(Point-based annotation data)
■ ■ ■ ■ ■
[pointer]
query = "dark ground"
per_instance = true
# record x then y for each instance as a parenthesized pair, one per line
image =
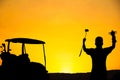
(112, 75)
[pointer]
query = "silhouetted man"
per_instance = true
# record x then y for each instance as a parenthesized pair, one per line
(99, 56)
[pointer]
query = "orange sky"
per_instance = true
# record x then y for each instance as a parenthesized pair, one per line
(61, 24)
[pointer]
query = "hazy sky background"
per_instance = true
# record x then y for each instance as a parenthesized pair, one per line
(61, 24)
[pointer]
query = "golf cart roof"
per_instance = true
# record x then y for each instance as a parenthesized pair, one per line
(25, 40)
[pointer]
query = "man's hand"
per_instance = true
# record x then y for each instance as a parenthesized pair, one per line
(84, 39)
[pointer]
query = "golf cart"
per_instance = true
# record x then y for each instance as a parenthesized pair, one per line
(19, 67)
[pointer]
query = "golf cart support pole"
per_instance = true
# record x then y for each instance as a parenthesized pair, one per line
(44, 55)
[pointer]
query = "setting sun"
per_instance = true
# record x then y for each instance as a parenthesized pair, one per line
(61, 24)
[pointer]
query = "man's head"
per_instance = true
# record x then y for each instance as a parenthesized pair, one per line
(99, 42)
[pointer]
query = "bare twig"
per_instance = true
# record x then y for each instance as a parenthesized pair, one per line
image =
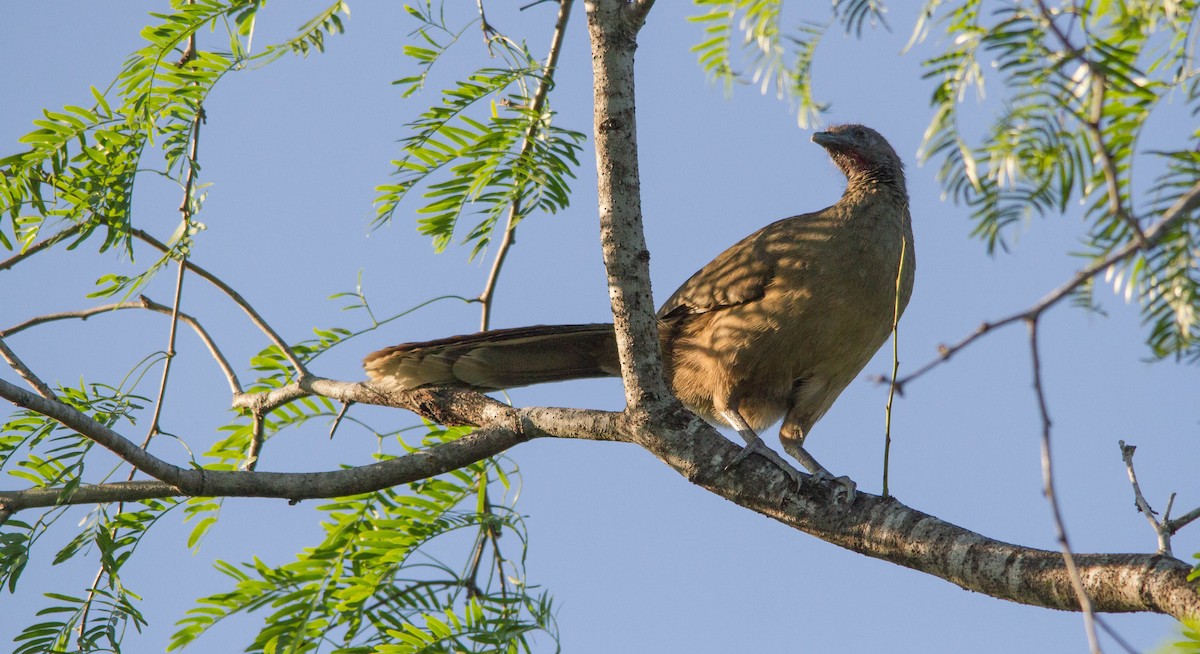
(1175, 214)
(1177, 523)
(535, 111)
(256, 443)
(76, 420)
(1161, 532)
(143, 303)
(1077, 582)
(895, 367)
(301, 371)
(1113, 633)
(24, 372)
(185, 209)
(337, 419)
(41, 245)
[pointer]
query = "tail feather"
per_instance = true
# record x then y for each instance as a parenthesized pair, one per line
(498, 359)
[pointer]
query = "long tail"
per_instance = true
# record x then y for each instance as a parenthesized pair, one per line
(498, 359)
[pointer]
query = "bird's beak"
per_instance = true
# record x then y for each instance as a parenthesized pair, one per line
(828, 139)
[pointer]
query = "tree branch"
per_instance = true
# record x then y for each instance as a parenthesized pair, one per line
(612, 25)
(301, 371)
(23, 371)
(41, 245)
(535, 108)
(147, 304)
(1176, 214)
(877, 527)
(1051, 495)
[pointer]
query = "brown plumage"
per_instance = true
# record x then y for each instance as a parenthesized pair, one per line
(773, 328)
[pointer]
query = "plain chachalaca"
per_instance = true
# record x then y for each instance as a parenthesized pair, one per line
(774, 327)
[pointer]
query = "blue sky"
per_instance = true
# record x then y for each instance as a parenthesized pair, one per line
(636, 558)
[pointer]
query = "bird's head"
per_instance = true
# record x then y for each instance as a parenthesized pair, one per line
(862, 154)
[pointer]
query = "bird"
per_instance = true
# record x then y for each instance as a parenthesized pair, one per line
(773, 329)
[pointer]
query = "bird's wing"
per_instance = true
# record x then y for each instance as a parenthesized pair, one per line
(737, 276)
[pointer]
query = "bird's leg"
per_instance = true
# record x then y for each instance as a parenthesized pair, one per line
(755, 445)
(795, 448)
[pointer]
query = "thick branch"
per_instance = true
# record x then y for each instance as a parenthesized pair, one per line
(73, 419)
(613, 27)
(877, 527)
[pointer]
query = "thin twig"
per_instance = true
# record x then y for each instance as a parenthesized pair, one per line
(895, 367)
(41, 245)
(185, 209)
(1077, 582)
(1177, 523)
(24, 372)
(85, 425)
(337, 419)
(1113, 633)
(1095, 127)
(301, 371)
(256, 443)
(1164, 537)
(147, 304)
(1177, 213)
(535, 109)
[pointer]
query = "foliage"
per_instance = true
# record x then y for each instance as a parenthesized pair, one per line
(495, 147)
(375, 582)
(372, 585)
(1080, 82)
(778, 58)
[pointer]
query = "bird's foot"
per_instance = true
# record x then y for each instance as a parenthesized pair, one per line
(846, 487)
(760, 448)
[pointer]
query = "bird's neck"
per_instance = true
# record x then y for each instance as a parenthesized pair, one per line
(874, 186)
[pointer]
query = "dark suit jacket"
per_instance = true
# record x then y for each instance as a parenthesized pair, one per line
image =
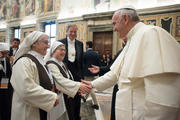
(91, 58)
(8, 69)
(78, 57)
(11, 51)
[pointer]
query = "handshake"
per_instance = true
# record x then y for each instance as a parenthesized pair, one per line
(85, 87)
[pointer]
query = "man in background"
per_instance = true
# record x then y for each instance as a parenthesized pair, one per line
(5, 86)
(13, 48)
(91, 58)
■ ■ ■ ■ ■
▶ **TASK GOAL**: The data above needs to be retyped exactly, with the images left out.

▶ **ANSWER**:
[pointer]
query = "dark ground"
per_instance = true
# record x then y for each instance as a parenthesized pair, one per line
image =
(112, 75)
[pointer]
query = "silhouetted man"
per_instance = true
# record x then y for each instance as a parenthesized pair, one per line
(99, 56)
[pointer]
query = "orange sky"
per_instance = true
# record x then y for each instance as a parenthesized pair, one per line
(61, 24)
[pointer]
query = "hazy sky background"
per_instance = true
# record x then y for each instance as a parenthesized pair, one per line
(61, 24)
[pointer]
query = "golf cart roof"
per_instance = true
# record x then y for each instance as a parenthesized pair, one per line
(25, 40)
[pointer]
query = "man's hand"
per_instance = true
# record x then y for each instance as a parenthesized pair, one per line
(84, 39)
[pointer]
query = "golf cart"
per_instance = true
# record x then y for each instance as a parenthesized pair, one per line
(19, 67)
[pointer]
query = "golf cart support pole"
per_instance = true
# record x then y for each instance as a parenthesized pair, one per line
(44, 55)
[pointer]
query = "setting sun"
per_instance = true
# record x then y for each instance as a parenthesized pair, one per line
(61, 24)
[pointer]
query = "man's head"
per_instance = true
# record x then y for each instance as a parenthesized pair, one per line
(99, 42)
[pointer]
query = "bare twig"
per_instance = true
# record x then y for each instance as a parenthesized pair, one per line
image =
(1175, 214)
(1177, 523)
(535, 111)
(256, 443)
(76, 420)
(1161, 532)
(143, 303)
(1077, 582)
(895, 367)
(301, 371)
(1113, 633)
(24, 372)
(185, 209)
(337, 419)
(41, 245)
[pointer]
query = "tail feather"
per_instance = true
# record x then y for each instance as a parenthesized pair, one per line
(498, 359)
[pointer]
query = "long tail"
per_instance = true
# record x then y for each instance as a parenthesized pair, one per line
(498, 359)
[pointer]
query = "bird's beak"
per_instance = true
# record x then y for each instance as a parenthesized pair, one per line
(828, 139)
[pointer]
query = "tree branch"
per_instance = true
# record x then y for each instance as a parenthesized pair, one per line
(612, 25)
(301, 371)
(23, 371)
(41, 245)
(535, 108)
(147, 304)
(1176, 214)
(877, 527)
(1051, 495)
[pointer]
query = "brown plumage"
per_instance = true
# record x then y for each instance as a parenthesized pair, one per line
(773, 328)
[pointer]
query = "plain chachalaca"
per_instance = true
# record x then y for each instance as a parenthesized pair, one per line
(774, 327)
[pointer]
query = "blue sky"
per_instance = true
# record x then y for each instance as a parenthesized pair, one per line
(636, 558)
[pointer]
query = "bird's head"
per_instance = true
# record x then y for each instance as a parenthesized pair, one per line
(862, 154)
[pointer]
query = "bird"
per_instance = true
# record x then y for each instance as a parenthesized pair, one per line
(773, 329)
[pointer]
query = "bird's wing"
per_instance = true
# record x then y for each instance as a parenthesized pair, one per line
(737, 276)
[pointer]
query = "bird's leg"
per_instance = true
# record x then y for each instance as a parenthesized pair, one per line
(755, 445)
(795, 448)
[pointer]
query = "thick branch"
per_instance = true
# record x then y for each instance as a parenthesized pair, one per line
(73, 419)
(613, 27)
(877, 527)
[pointer]
query = "thin twig"
per_instance = true
# record x then y for each instance as a parenthesized pair, one per line
(895, 367)
(41, 245)
(185, 209)
(1077, 582)
(1177, 523)
(24, 372)
(85, 425)
(337, 419)
(1113, 633)
(1095, 127)
(301, 371)
(256, 443)
(1164, 537)
(147, 304)
(1177, 213)
(535, 109)
[pointer]
query = "foliage"
per_instance = true
# record x then y for each instance as a parenthesized pair, one per line
(495, 147)
(375, 582)
(372, 585)
(1080, 82)
(778, 58)
[pointer]
query = "bird's foot"
per_instance = true
# record x then y for each instance as a parenthesized pair, one per line
(846, 487)
(760, 448)
[pointer]
query = "bird's neck"
per_instance = true
# record x then y for each instance as a parenthesized pair, one per line
(874, 186)
[pointer]
query = "dark suit jacket"
per_instance = true
# record x then y for each instance as a parenthesized pair, one per line
image =
(91, 58)
(8, 69)
(78, 57)
(11, 51)
[pointer]
query = "handshake"
per_instance = true
# record x then y for each instance as a parenthesized pair, one per line
(85, 87)
[pointer]
query = "man in background"
per_instance = true
# record x then y for each instance as a parenthesized pair, one per line
(5, 86)
(13, 48)
(91, 58)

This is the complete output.